▶ INSTRUCTIONS TO FOLLOW
Below are some records; retype all of them exactly.

▶ Point localization data
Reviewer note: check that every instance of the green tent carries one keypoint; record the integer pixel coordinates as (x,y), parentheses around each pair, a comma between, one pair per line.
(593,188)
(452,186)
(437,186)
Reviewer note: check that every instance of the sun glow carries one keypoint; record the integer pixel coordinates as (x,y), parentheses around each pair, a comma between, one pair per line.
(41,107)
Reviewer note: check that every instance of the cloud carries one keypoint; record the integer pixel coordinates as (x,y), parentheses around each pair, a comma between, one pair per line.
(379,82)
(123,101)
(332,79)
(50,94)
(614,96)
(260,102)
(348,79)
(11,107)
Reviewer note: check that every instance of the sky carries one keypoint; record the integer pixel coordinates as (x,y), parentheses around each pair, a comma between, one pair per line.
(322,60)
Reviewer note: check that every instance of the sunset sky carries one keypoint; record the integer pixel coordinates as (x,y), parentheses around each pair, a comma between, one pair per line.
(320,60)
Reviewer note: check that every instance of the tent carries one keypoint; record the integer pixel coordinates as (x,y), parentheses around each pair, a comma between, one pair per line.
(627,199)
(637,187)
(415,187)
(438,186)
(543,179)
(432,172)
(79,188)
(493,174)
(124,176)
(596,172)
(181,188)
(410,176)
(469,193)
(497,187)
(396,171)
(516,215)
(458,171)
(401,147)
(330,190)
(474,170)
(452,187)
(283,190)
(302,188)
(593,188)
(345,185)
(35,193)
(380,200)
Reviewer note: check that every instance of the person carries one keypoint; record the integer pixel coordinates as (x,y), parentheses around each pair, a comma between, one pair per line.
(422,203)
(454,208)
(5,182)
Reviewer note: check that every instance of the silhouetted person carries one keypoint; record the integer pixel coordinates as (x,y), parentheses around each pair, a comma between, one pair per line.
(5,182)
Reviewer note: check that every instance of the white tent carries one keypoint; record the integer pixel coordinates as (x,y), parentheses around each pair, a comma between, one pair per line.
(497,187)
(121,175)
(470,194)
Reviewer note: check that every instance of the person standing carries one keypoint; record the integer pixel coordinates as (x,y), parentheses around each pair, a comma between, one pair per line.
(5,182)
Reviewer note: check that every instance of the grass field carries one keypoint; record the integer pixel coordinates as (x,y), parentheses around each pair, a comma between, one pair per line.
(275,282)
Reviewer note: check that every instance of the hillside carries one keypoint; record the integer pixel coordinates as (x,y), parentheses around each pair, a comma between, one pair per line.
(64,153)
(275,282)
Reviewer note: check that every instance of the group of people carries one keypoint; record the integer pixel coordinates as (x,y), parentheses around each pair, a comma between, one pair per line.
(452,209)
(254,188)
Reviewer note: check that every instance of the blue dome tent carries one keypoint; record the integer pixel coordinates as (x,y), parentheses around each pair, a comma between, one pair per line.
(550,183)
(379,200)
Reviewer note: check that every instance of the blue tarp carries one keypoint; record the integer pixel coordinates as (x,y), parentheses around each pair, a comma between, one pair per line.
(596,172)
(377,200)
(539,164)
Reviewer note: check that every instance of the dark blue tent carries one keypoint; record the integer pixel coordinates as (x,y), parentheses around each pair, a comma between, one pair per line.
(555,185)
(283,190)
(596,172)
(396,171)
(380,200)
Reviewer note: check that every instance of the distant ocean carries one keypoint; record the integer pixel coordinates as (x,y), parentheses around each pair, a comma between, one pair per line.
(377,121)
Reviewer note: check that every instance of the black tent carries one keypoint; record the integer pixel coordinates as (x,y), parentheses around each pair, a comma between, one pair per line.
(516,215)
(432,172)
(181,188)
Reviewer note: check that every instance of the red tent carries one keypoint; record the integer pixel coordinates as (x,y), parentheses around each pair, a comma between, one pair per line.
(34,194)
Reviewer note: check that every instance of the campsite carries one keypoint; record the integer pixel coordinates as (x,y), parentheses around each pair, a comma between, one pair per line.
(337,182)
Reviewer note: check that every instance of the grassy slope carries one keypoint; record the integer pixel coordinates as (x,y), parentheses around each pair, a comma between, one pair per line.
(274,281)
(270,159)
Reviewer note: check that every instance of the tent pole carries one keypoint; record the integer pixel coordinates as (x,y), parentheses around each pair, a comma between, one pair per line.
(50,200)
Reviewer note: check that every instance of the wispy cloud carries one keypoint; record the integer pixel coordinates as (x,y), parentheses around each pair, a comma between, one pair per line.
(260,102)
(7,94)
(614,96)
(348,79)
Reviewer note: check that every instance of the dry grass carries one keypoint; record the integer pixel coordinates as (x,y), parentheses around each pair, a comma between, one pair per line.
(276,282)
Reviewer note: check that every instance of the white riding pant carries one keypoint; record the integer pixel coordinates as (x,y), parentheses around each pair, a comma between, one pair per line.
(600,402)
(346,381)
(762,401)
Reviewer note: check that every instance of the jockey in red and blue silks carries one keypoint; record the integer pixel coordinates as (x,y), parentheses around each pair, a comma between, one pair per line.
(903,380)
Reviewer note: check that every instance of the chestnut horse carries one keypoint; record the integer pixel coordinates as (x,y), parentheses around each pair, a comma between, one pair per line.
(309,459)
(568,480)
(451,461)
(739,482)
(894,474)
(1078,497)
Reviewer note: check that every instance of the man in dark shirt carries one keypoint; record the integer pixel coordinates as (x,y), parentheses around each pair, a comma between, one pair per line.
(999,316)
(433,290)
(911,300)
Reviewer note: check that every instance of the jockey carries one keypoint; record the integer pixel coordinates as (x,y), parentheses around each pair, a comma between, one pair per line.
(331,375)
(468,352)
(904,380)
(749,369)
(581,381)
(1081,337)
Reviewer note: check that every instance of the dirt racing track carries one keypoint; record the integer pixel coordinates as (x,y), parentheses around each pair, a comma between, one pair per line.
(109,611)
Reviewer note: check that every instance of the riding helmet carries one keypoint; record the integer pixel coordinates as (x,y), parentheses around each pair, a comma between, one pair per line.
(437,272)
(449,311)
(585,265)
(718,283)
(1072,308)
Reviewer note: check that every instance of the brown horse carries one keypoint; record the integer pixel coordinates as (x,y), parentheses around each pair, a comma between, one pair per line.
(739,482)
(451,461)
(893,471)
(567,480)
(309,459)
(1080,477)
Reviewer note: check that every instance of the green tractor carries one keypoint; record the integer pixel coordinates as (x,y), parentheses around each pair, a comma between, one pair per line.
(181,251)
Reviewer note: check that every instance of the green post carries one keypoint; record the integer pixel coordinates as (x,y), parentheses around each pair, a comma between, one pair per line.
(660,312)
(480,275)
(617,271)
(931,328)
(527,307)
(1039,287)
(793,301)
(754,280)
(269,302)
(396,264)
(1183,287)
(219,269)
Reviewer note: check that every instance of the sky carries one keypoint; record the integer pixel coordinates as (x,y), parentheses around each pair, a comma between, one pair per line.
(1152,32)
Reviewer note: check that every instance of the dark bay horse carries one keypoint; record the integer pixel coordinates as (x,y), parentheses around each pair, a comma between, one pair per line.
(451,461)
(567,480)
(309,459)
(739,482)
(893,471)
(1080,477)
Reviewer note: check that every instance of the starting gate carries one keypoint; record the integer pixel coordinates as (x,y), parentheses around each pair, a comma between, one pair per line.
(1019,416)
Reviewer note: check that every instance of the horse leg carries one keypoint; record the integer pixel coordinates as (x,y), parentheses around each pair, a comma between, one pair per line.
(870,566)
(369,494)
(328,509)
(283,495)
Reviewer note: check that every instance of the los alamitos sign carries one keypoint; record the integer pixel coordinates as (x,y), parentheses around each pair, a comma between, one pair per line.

▶ SOLUTION FOR THIS EXERCISE
Reviewer note: check that every instance of the green tent carries one keypoint; record the integer pixel coordinates as (x,y), parentheses around each pair, a comma between, one pair per line.
(593,188)
(452,186)
(437,186)
Reviewer note: check that every instance of the sun glow carries one keypoint; record the integer pixel coordinates as (x,y), parentheses around each pair, a comma between, one pair per line.
(41,107)
Reviewer note: check that every instance of the cloud carries one keypoint; record the integer pixel coordinates as (x,y), parentheses around each pair, a comma between, one pair per line.
(379,82)
(123,101)
(332,79)
(50,94)
(614,96)
(260,102)
(348,79)
(11,107)
Reviewer note: check that every instance of the sky carries one keypoint; record the integer pixel coordinates as (x,y), parentheses around each pair, a comma between, one pair per line.
(322,60)
Reviewer note: check that every instance of the sunset sky carries one keypoint; record the integer pixel coordinates as (x,y), parentheses around each pair, a comma between, one pair per line.
(320,60)
Reviewer note: check that every instance of the tent carries one keypoint; record the integer pixel coordinates as (x,y), parentheses around each pair, a comma between, one pair per line.
(627,199)
(637,187)
(415,187)
(438,186)
(543,179)
(432,172)
(79,188)
(493,174)
(124,176)
(596,172)
(181,188)
(410,176)
(469,193)
(497,187)
(396,171)
(516,215)
(458,171)
(401,147)
(330,190)
(474,170)
(452,187)
(283,190)
(302,188)
(593,188)
(345,185)
(35,193)
(380,200)
Reviewer note: check that every instance of the person carries one keypoint; record the integer pixel coordinates as (x,y), parentheses around each pair, a comma between, one pair per line.
(422,203)
(454,208)
(5,182)
Reviewer note: check that every instance of the silhouetted person carries one keypoint; record the integer pixel coordinates as (x,y), parentheses around each pair, a comma between, one pair per line.
(5,182)
Reviewer note: check that every instance of the white tent carries one keypoint; record the integer pixel coordinates as (x,y), parentheses around each pair, a comma between, one pair per line.
(497,187)
(121,175)
(470,194)
Reviewer note: check that every instance of the person standing carries one keypoint; record the integer pixel coordinates as (x,y), parentheses around each pair, a comma between, one pair per line.
(5,182)
Reviewer note: check that every instance of the grass field carries one keypoint; record the integer pixel coordinates as (x,y), parentheses around each pair, a comma between, one pair per line.
(275,282)
Reviewer note: check that every instance of the hillside carries one keypoint; record the integer pixel coordinates as (x,y), parentheses around each pair, a comma between, one pair per line.
(64,153)
(275,282)
Reviewer note: check that every instance of the group of people carries one keypoint; record the integer pixel coordinates as (x,y), parentheses around each pair, a comma between, one pair per line.
(452,209)
(254,188)
Reviewer note: check that every instance of the blue dome tent carries one keypoint; record the integer pixel coordinates as (x,y), parentheses around each pair, a comma between, one pair per line.
(550,183)
(379,200)
Reviewer note: check that every instance of the blue tarp carries one keypoint; record the integer pixel coordinates as (x,y), parentheses around each pair, a comma between, one pair per line.
(596,172)
(377,200)
(539,164)
Reviewer note: check that every instance of the dark blue tent carries one keypoint; record the integer pixel coordinates as (x,y), parentheses around each pair, a comma between, one pair per line.
(555,185)
(283,190)
(596,172)
(396,171)
(380,200)
Reviewer note: check that every instance of the distant ocean carries one keypoint; record the integer pixel coordinates as (x,y), parentheses around each pair, a comma between, one pair per line.
(377,121)
Reviewer note: check that every instance of the black tent carries one keypoint; record the integer pixel coordinates as (x,y), parentheses around each pair, a comma between, one pair per line.
(516,215)
(432,172)
(181,188)
Reviewer note: check that every instance of the red tent carries one keypoint; record the integer pixel coordinates as (x,y), parentheses around each pair, a comma between, one pair per line.
(34,194)
Reviewer note: check that every instance of the campsite carries one keypoint; record the integer pixel coordinates as (x,y), parentheses around each pair, a comma between, one pair per line.
(337,182)
Reviewer note: check that every instance of the grassy slope carries one keypoint; record the integer pixel coordinates as (x,y), parentheses around each pair, a comma between, one pair per line.
(274,281)
(270,159)
Reviewer note: check that every instance of the tent pole carries one keypoint; record the integer pixel coordinates as (x,y), parentheses around each pair, a comma between, one pair per line.
(50,200)
Reviewer note: check that every instance of the wispy cloud carries one keypoint; record the integer pixel coordinates as (x,y), parentheses around each pair, a comma between, one pair per line.
(260,102)
(7,94)
(614,96)
(348,79)
Reviewer note: check that every instance of the dry grass carries one keypoint; record the integer pixel coordinates as (x,y), parentheses around each pair, a comma between, one pair per line.
(276,282)
Reviewer note: check that every instance of the white riding pant carries one keypoint; record the integer pixel coordinates as (x,y), parentheses around each pair, a comma between, one pair per line.
(600,402)
(346,381)
(762,401)
Reviewer note: check that every instance of the jockey in red and blue silks carries one keypoint; record the integer pixel coordinates as (x,y), parentheses around each pair, a comma between, one pair per line.
(903,380)
Reviewer note: check that every instance of the chestnut horse carries one keypoint; record the integer pixel coordinates as (x,y), parentheses around each pair, a comma between, one pair per line.
(309,459)
(568,480)
(451,461)
(739,482)
(894,474)
(1078,497)
Reviewer note: check that every instance of the man in dark shirt carries one keypoint; record the integer pixel coordinates as (x,y), parentheses around each pair, a comma between, one pair per line.
(999,316)
(433,290)
(911,300)
Reviewer note: check that every instance of the jockey carries one keypoint; record the integer pixel coordinates as (x,y), parentheses around each pair, a comma between, one pair per line.
(331,375)
(468,352)
(904,380)
(749,369)
(581,381)
(1081,337)
Reviewer note: check that every instance of the dirt racing track carries one keypoint; record the integer pixel coordinates as (x,y), parentheses around each pair, a comma between, one pair per line.
(109,611)
Reviewer note: check that every instance of the riding helmet carries one keypoint; record the integer pixel coordinates as (x,y), parentheses around each pair, a comma between, one pair per line.
(437,272)
(449,311)
(585,265)
(718,283)
(1072,308)
Reviewer note: check that every instance of the brown horse carries one keypoint; record the integer pixel coordinates as (x,y), parentheses around each pair, a comma between, one pair per line.
(739,482)
(451,461)
(893,471)
(567,480)
(309,459)
(1080,477)
Reviewer note: check that every instance of the green tractor carries one keypoint; record the integer pixel coordinates as (x,y), parentheses around each pair, a comma between, one pair per line.
(181,251)
Reviewer note: check that every instance of the green post carries one keypoint; record the integer pixel coordinates as (x,y), parentheses around each pair, a comma between, one pair per line.
(660,312)
(480,275)
(617,271)
(931,328)
(527,307)
(1039,287)
(793,301)
(754,280)
(269,302)
(396,264)
(1183,287)
(219,269)
Reviewer note: check that every instance of the sky carries one keypoint; record the integer pixel coordinates as (x,y), parentheses around each pair, a comma between, one pair per line.
(1152,32)
Reviewer note: check that every instance of the dark bay horse carries one keypoint; record the integer pixel coordinates as (x,y), parentheses around each pair, a comma between, one pair per line.
(451,461)
(567,480)
(309,459)
(739,482)
(893,471)
(1080,477)
Reviewer note: check that every instance of the starting gate carries one keypoint; record the integer pixel coordinates as (x,y), parentheses around each pair, a comma between, one pair per line.
(1019,416)
Reviewer note: check that every instance of the horse leg carries one keypoint; record the integer pixel coordinates as (x,y), parentheses around each pair, a comma between, one pair per line.
(870,566)
(369,494)
(328,509)
(283,495)
Reviewer note: check that every instance of the los alamitos sign carries one keypoint; record the integer pixel coordinates as (x,y), parentheses around each pair, a comma between, one pair per line.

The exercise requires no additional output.